▸ **Task details**
Extract, word for word, the part of the passage about "Ulysses" that opens with the words containing "Scriptwriting 101 posits" and closes with "silk-thread overarching plot.".

To compare “Ulysses” to a less grandiose work of art, Wagner’s “Der Ring des Nibelungen” is only four-operas long, and takes only four nights at the theater and about 15 hours to enjoy; and it has a plot and character arcs. “Ulysses”, on the other hand, will take about three months to read, eats up many lunch hours, and has a weak plot of one-dimensional, albeit amusing, characters.
Both those grandiose works of art have monsters, fairies and journeys, but in the opera they’re garbed in Germanic myth and fantasy archetypes. In the novel, they’re garbed in grey day-to-day urban life, with many less-than-noble aspects to their one-dimensionality.
James Joyce was 33-years-old in Zurich in 1915.
“Ulysses” is an amazing oeuvre to experience, but it’s definitely “to experience” rather than “to read” or “to read for pleasure”. There’s an overarching plot that’s only faintly visible in each individual chapter or paragraph. You feel lost most of the time. What’s happening here? Where is this leading? Why is this happening? The main character — Leopold Bloom — wanders around Dublin, musing on this and musing on that. He walks, he goes to a funeral, he eats, he runs into people on the street, he’s disgusted by the people around him, he gets a letter from his potential new lover, he thinks about this and about that, he pops into a bar over lunchtime where a bunch of racist nationalists are drinking, he masturbates while sitting on a park bench watching young women nearby take care of their baby siblings, he chats amicably with those young women, he moves artifacts from one pocket to another pocket, he solicits a bit of business, he thinks about his cheating wife, he crosses paths with her suspected lover on the streets, and so on. Can you discern a plot therein? A character arc? Defining moments of crisis?
Scriptwriting 101 posits that each scene must have a physical action and that each dialogue must move the plot forward. The chapters in “Ulysses” do have physical action, but each dialogue is just people chitchatting, more like a Quentin Tarantino script or a Robert Altman scene, as opposed to an Agatha Christie conversation or an Arthur Conan Doyle exclamation. You have to squint at “Ulysses” from a distance, tilt your head to one side, in order to see how each individual conversation and action fits into what amounts to the silk-thread overarching plot.

▸ **Dataset extract**
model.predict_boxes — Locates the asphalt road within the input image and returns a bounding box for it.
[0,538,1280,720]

▸ **The result**
Scriptwriting 101 posits that each scene must have a physical action and that each dialogue must move the plot forward. The chapters in “Ulysses” do have physical action, but each dialogue is just people chitchatting, more like a Quentin Tarantino script or a Robert Altman scene, as opposed to an Agatha Christie conversation or an Arthur Conan Doyle exclamation. You have to squint at “Ulysses” from a distance, tilt your head to one side, in order to see how each individual conversation and action fits into what amounts to the silk-thread overarching plot.